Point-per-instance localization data
>>
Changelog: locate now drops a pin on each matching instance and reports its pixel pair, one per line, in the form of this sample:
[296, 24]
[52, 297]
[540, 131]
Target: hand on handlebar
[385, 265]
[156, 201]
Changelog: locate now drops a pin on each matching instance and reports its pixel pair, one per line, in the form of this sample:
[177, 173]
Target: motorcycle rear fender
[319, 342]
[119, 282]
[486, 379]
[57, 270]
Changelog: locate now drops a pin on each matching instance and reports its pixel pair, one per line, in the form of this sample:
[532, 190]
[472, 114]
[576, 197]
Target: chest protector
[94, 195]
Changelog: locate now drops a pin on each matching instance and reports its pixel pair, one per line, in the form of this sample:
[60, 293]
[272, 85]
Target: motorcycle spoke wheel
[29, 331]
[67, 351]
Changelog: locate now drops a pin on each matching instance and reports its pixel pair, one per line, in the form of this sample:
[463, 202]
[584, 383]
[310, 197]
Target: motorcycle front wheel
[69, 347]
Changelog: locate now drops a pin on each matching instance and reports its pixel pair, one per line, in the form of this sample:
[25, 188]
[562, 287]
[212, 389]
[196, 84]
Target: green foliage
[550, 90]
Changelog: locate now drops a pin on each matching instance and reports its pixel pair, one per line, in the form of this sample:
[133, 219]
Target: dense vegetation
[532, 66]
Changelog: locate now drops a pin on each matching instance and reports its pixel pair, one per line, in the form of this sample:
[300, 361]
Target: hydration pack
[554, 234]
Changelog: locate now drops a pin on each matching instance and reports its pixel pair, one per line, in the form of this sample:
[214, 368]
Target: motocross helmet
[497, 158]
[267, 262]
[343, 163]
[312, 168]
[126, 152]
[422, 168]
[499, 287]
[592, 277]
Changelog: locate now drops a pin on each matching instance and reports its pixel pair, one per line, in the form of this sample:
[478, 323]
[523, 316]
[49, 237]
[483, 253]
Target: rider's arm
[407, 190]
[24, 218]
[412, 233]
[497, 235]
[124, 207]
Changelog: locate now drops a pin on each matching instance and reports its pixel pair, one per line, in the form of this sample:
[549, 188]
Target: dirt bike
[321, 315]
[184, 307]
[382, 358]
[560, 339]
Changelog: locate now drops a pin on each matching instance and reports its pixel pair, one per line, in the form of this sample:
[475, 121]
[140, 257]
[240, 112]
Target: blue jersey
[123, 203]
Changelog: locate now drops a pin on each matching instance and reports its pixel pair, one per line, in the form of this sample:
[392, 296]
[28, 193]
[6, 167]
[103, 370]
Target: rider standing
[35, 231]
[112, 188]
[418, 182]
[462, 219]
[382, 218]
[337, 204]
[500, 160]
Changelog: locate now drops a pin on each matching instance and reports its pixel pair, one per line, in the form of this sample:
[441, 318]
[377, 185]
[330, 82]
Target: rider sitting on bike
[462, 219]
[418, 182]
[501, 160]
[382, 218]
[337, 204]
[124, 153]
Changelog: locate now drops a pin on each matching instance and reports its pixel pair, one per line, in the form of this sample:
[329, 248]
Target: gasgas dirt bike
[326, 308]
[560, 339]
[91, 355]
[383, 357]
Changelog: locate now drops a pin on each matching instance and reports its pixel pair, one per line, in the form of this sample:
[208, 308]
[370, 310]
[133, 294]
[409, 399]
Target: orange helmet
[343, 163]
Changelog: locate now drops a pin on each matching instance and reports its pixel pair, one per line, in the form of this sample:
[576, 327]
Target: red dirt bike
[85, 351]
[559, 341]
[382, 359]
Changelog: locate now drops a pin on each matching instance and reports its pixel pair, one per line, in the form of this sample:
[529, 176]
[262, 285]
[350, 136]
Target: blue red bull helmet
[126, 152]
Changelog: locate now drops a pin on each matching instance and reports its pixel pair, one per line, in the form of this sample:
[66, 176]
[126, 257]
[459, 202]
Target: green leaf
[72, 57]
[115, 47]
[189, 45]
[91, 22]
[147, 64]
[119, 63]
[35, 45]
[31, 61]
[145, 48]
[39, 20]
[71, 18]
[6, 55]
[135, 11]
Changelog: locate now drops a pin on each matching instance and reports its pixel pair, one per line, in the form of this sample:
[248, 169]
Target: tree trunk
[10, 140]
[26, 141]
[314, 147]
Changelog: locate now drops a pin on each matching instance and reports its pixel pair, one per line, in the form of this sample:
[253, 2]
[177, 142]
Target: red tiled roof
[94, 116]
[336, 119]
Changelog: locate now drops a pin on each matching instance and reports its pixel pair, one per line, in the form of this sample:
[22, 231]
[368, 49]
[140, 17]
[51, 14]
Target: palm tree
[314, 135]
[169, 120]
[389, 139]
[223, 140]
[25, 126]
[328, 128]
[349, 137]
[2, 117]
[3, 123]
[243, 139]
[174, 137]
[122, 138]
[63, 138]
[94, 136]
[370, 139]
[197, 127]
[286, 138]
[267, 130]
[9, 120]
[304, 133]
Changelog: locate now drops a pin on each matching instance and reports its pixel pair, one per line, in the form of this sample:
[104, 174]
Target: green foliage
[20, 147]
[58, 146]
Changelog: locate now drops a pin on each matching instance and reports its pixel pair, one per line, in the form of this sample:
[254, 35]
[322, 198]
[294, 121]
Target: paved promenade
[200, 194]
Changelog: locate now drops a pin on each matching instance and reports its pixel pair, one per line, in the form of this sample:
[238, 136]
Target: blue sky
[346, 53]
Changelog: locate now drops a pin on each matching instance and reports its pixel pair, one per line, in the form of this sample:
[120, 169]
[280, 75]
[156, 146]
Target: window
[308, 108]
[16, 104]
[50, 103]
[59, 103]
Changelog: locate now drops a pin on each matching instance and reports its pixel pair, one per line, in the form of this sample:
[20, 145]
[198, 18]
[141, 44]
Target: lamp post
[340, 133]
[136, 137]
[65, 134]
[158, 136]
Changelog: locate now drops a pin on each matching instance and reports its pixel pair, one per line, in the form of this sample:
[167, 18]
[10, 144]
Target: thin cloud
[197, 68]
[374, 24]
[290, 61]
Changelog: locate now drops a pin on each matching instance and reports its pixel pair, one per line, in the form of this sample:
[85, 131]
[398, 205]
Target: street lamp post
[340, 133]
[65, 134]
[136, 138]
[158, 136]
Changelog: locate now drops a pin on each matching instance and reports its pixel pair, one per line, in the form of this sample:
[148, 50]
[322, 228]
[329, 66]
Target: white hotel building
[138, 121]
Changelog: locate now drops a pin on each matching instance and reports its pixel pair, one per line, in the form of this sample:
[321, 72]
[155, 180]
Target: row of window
<<
WORK ITEM
Could you reproduce every record exactly as written?

EXERCISE OUTPUT
Changelog: locate now drops a pin on each matching instance and reports its pixel pair, one per line, in the form of this sample:
[296, 24]
[52, 297]
[540, 131]
Target: hand on handlebar
[385, 265]
[156, 201]
Changelog: locate now drops a pin on each matching instance and reports its pixel pair, one per line, in the form of this sample:
[177, 173]
Target: motorcycle rear fender
[319, 342]
[119, 282]
[486, 379]
[57, 270]
Changelog: locate now drops a pin on each matching instance and reports its pixel pair, one per line, in the form of this sample:
[532, 190]
[472, 114]
[576, 197]
Target: chest protector
[94, 195]
Changelog: locate now drops a pin on each matching instance and reports its pixel pair, one per line, in the form of this sample:
[60, 293]
[272, 85]
Target: motorcycle spoke wheel
[29, 331]
[67, 351]
Changelog: locate now drops a pin on each matching instance and reports its pixel pair, one per line, in the form of this sample:
[463, 202]
[584, 383]
[310, 197]
Target: motorcycle front wheel
[69, 347]
Changelog: locate now drops a pin on each matching instance and reports its pixel pair, one per line, in the form of this sample:
[25, 188]
[562, 287]
[212, 389]
[196, 84]
Target: green foliage
[550, 90]
Changelog: locate now drops a pin on each matching instance and reports its pixel pair, one per line, in the form of this sample:
[133, 219]
Target: dense vegetation
[532, 66]
Changelog: locate now drops a pin on each matching instance and reports its pixel pair, one per line, in the form of this sample:
[300, 361]
Target: hydration pack
[554, 234]
Changelog: locate now drops a pin on each matching instance and reports its pixel pair, one per line, in the form of this sample:
[214, 368]
Target: motocross helmet
[497, 158]
[267, 262]
[343, 163]
[312, 168]
[126, 152]
[422, 168]
[499, 287]
[592, 277]
Changelog: locate now drops a pin on each matching instance and reports its pixel pair, one per line, in the form of this sample:
[478, 323]
[523, 316]
[49, 237]
[483, 253]
Target: rider's arm
[407, 190]
[24, 218]
[412, 233]
[497, 235]
[124, 207]
Changelog: locate now drops a pin on each matching instance and reports its pixel pair, one per line, in the form of this sample:
[549, 188]
Target: dirt bike
[321, 315]
[184, 307]
[382, 358]
[560, 339]
Changelog: locate now drops a pin on each matching instance and reports its pixel pair, one per line, in the form of this sample:
[475, 121]
[140, 257]
[240, 112]
Target: blue jersey
[123, 203]
Changelog: locate now drops a pin on each matching instance and reports its pixel pair, one per line, in the form of this sample:
[392, 296]
[28, 193]
[6, 167]
[103, 370]
Target: rider standing
[35, 231]
[112, 188]
[418, 182]
[462, 219]
[382, 218]
[337, 204]
[500, 160]
Changelog: locate now drops a pin on each matching instance and reports its pixel pair, one per line, in the form of this sample:
[441, 318]
[377, 185]
[330, 82]
Target: rider sitting on bike
[462, 219]
[418, 182]
[501, 160]
[382, 218]
[337, 204]
[124, 153]
Changelog: locate now drops a pin on each matching instance and reports its pixel pair, one per line, in the form of this sample:
[329, 248]
Target: gasgas dirt bike
[326, 308]
[560, 339]
[91, 355]
[383, 357]
Changelog: locate now drops a pin on each matching instance and reports its pixel pair, one per line, in the form of this sample:
[208, 308]
[370, 310]
[133, 294]
[409, 399]
Target: orange helmet
[343, 163]
Changelog: locate now drops a pin on each matching instance and reports its pixel pair, one per line, in the form of this sample:
[576, 327]
Target: red dirt bike
[85, 351]
[559, 341]
[382, 359]
Changelog: locate now drops a pin on each matching instance and reports its pixel pair, one per line, in the form of this sample:
[529, 176]
[262, 285]
[350, 136]
Target: blue red bull helmet
[126, 152]
Changelog: locate now drops a pin on each matching instance and reports its pixel pair, one per line, in the form of this sample:
[66, 176]
[126, 257]
[459, 202]
Target: green leaf
[72, 57]
[115, 47]
[189, 45]
[91, 22]
[147, 64]
[119, 63]
[35, 45]
[31, 61]
[145, 48]
[39, 20]
[71, 18]
[6, 55]
[135, 11]
Changelog: locate now drops a pin on each matching instance and reports its pixel pair, one per line, in the form of this sample:
[248, 169]
Target: tree trunk
[10, 140]
[26, 141]
[314, 147]
Changelog: locate now drops a pin on each matching instance and reports its pixel pair, one per line, in the form of this sample:
[253, 2]
[177, 142]
Target: red tiled roof
[94, 116]
[336, 119]
Changelog: locate now drops a pin on each matching instance and reports its pixel pair, one per line, in the form of this sample:
[22, 231]
[368, 49]
[140, 17]
[51, 14]
Target: palm tree
[314, 135]
[169, 120]
[389, 139]
[223, 140]
[25, 126]
[328, 128]
[349, 137]
[2, 117]
[3, 123]
[243, 139]
[174, 137]
[122, 138]
[63, 138]
[94, 136]
[370, 139]
[197, 127]
[286, 138]
[267, 130]
[9, 120]
[304, 133]
Changelog: locate now drops a pin on each matching instance and reports its pixel pair, one per line, in the form of this sample:
[104, 174]
Target: green foliage
[20, 147]
[58, 146]
Changelog: locate now drops a pin on each matching instance and reports its pixel pair, one per line, in the form of this sample:
[254, 35]
[322, 198]
[294, 121]
Target: paved promenade
[200, 194]
Changelog: locate now drops a pin on each matching instance and reports its pixel pair, one per line, in the form of this sample:
[238, 136]
Target: blue sky
[346, 53]
Changelog: locate now drops a pin on each matching instance and reports its pixel pair, one per line, in the form of this sample:
[120, 169]
[280, 75]
[156, 146]
Target: window
[308, 108]
[16, 104]
[50, 103]
[59, 103]
Changelog: locate now drops a pin on each matching instance and reports its pixel pair, one per line, in the form of this sample:
[20, 145]
[198, 18]
[141, 44]
Target: lamp post
[340, 133]
[136, 137]
[65, 134]
[158, 136]
Changelog: locate now drops a pin on each matching instance and reports its pixel pair, one per line, in the form of this sample:
[167, 18]
[10, 144]
Target: thin cloud
[197, 68]
[374, 24]
[290, 61]
Changelog: locate now drops a pin on each matching instance and reports its pixel pair, one per line, in the form of this sample:
[85, 131]
[398, 205]
Target: street lamp post
[340, 133]
[65, 134]
[136, 138]
[158, 136]
Changelog: locate now drops a pin on each matching instance and reports its pixel pair, one per line, in the form of this sample:
[148, 50]
[322, 228]
[329, 66]
Target: white hotel building
[138, 121]
Changelog: locate now drops a pin on each matching instance and reports its pixel pair, one per line, in the form of this sample:
[321, 72]
[155, 180]
Target: row of window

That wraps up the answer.